» **Given problem**
Please count the lines in the records below that contain the string "throat", treating uppercase and lowercase as different. Give only the number.
== Supplied information ==
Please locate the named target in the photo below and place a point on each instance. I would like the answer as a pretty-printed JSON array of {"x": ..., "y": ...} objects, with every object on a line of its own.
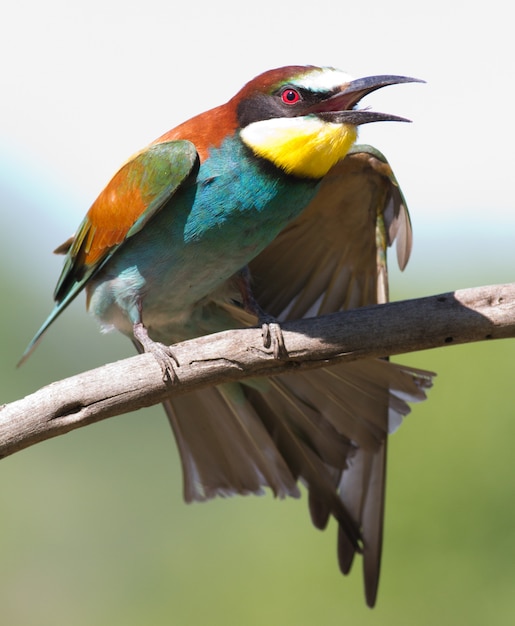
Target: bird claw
[
  {"x": 273, "y": 337},
  {"x": 163, "y": 354}
]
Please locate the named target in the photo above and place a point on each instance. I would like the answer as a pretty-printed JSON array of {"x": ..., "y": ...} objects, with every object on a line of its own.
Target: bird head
[{"x": 303, "y": 119}]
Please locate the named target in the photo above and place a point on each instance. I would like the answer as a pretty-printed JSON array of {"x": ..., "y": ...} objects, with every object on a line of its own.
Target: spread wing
[
  {"x": 134, "y": 195},
  {"x": 333, "y": 257}
]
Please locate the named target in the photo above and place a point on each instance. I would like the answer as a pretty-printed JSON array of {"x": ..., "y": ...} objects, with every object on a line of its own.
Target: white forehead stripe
[{"x": 323, "y": 79}]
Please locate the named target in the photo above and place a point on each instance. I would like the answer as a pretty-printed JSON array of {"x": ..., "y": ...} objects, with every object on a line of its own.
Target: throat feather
[{"x": 306, "y": 147}]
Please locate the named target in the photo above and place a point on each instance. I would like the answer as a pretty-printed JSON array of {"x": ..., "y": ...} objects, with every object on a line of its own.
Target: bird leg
[
  {"x": 163, "y": 354},
  {"x": 271, "y": 328}
]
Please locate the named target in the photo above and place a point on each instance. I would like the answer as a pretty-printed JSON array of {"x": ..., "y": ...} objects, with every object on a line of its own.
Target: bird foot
[
  {"x": 163, "y": 354},
  {"x": 273, "y": 336}
]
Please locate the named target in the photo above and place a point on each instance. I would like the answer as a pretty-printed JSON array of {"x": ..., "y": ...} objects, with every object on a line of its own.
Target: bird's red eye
[{"x": 290, "y": 96}]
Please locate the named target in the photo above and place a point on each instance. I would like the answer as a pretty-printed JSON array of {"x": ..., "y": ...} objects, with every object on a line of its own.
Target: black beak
[{"x": 339, "y": 108}]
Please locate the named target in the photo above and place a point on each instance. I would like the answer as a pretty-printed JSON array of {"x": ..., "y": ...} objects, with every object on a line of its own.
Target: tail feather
[{"x": 326, "y": 428}]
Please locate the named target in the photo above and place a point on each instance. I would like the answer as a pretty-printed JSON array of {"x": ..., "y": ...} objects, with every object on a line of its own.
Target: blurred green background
[{"x": 93, "y": 529}]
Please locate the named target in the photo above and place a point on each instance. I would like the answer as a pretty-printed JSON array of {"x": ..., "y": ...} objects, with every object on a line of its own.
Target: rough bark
[{"x": 463, "y": 316}]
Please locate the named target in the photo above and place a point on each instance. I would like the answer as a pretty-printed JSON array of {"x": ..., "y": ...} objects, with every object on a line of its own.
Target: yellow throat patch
[{"x": 303, "y": 146}]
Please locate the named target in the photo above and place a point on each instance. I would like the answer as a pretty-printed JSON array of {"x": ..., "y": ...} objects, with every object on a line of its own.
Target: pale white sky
[{"x": 86, "y": 83}]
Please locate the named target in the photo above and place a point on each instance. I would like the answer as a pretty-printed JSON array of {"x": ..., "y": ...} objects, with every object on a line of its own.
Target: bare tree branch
[{"x": 464, "y": 316}]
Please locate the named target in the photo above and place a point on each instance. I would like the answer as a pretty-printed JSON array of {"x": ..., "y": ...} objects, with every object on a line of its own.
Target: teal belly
[{"x": 208, "y": 231}]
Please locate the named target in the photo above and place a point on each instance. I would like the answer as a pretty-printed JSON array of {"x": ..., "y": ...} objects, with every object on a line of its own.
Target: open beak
[{"x": 340, "y": 107}]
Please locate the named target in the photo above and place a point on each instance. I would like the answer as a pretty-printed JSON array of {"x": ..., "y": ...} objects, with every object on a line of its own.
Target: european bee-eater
[{"x": 263, "y": 204}]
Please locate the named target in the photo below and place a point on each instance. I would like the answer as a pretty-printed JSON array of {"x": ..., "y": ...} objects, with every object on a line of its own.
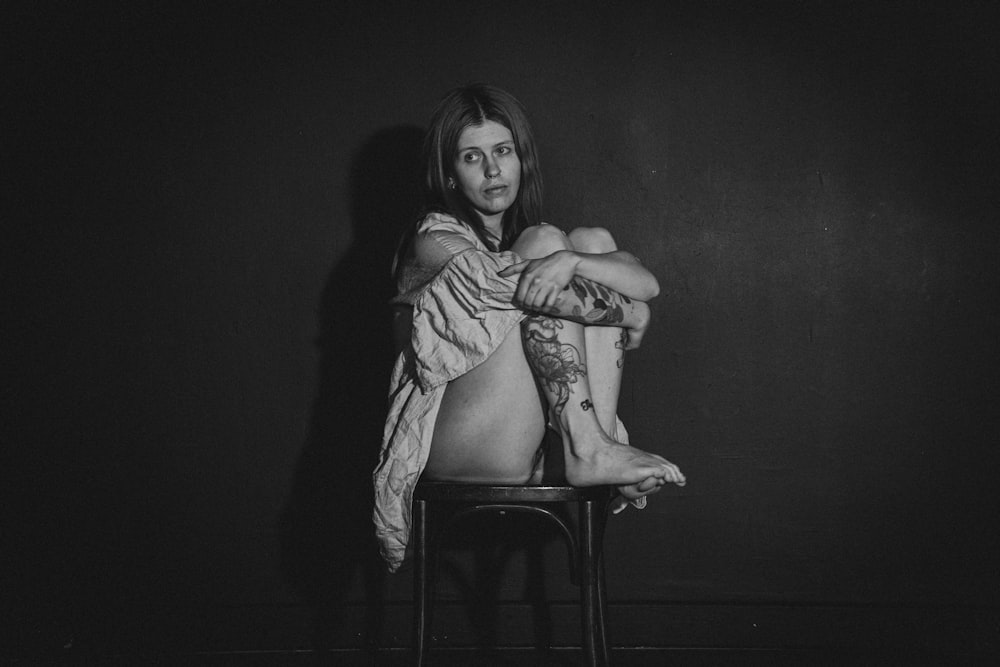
===
» **Response**
2